> _BLOC DE TEXTE_:
========================================================================

Article paru dans Le Monde, édition datée du 5 mars 2003

mars 2003, par Laurent Margantin

C’est en lisant le journal, le 21 décembre, que j’ai appris avec stupéfaction la mise aux enchères du contenu de l’appartement d’André Breton. Cette nouvelle fut un choc, car j’avais en mémoire le très beau texte de Julien Gracq dans En lisant en écrivant, où l’écrivain et ami de Breton évoquait l’ensemble des œuvres et objets collectionnés comme la figuration exacte de la vie intérieure de l’artiste.
Il y allait en effet d’un intérieur : ce mot, Gracq le soulignait pour en accentuer toute la force, à la manière des expressions électrisées sous la plume du chef des surréalistes.

Gardées en mémoire, ces pages, expression d’une amitié fidèle et tableau de ce qu’était le "musée privé" d’André Breton, entraient en collision avec la réalité marchande : sur le site des commissaires-priseurs, on parlait de milliers de lots, de dispersion, d’événement culturel et commercial de l’année, d’un CD-ROM retraçant l’architecture du lieu, c’est-à-dire d’une réalité virtuelle devant succéder à celle, couvrant quatre-vingts années, d’un atelier surréaliste où une vision et une sensation du réel s’étaient élaborées, à l’écart des modes et des guerres, en intérieur. Or, pour cette vie-là, il semblait que personne ne s’était décidé à agir pour qu’elle continuât à survivre à son auteur.

Personne ? Des témoignages confirment pourtant que la femme du poète, Elisa, disparue il y a quelques années, n’aurait pas accepté cette dispersion mercantile. On peut raisonnablement penser que les amis ou ex-amis de Breton (Soupault, Aragon, Eluard, Schuster) ne l’auraient pas non plus tolérée et seraient intervenus, en dernier recours, auprès de l’Etat.
Sans vouloir faire tourner les tables, il est probable que Breton lui-même aurait vu cette opération commerciale et bruyante d’un très mauvais œil.

========================================================================

> _CONSIGNE ÉCRITE 1_: Dans le texte sur l'appartement d'André Breton, à quelle date l'auteur a-t-il appris la mise aux enchères ?
> _CONSIGNE ÉCRITE 2_: Rédigez la suite du texte sur l'appartement d'André Breton, après sa dernière phrase.
La liste qui suit ne sert à rien pour ce travail.

> _DONNÉES ENREGISTRÉES_:
========================================================================

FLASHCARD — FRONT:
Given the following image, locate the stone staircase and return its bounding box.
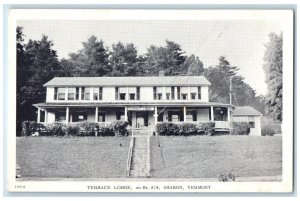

========================================================================

> _RÉPONSE ATTENDUE 1_: Le 21 décembre.

> _RÉPONSE ATTENDUE 2_:
Que les commissaires-priseurs pensent autrement, c’est leur rôle, et il est assez écœurant de les voir agiter l’épitaphe du poète - "Je cherche l’or du temps" - en signalant son activité de collectionneur et de chineur. Cette attitude résume l’époque : cynisme, liberté de défendre n’importe quoi de n’importe quelle manière, vulgarité dénoncée par Yves Bonnefoy dans ces colonnes.

Il faudrait maintenant se justifier de s’opposer à une telle vente ! Mais qui ne voit le sens profond de cette action de dernière minute (endormis comme nous l’étions par l’assurance que l’on veillait sur ce lieu) ? On nous dit : pourquoi conserver ce qui s’opposait à toute conservation ?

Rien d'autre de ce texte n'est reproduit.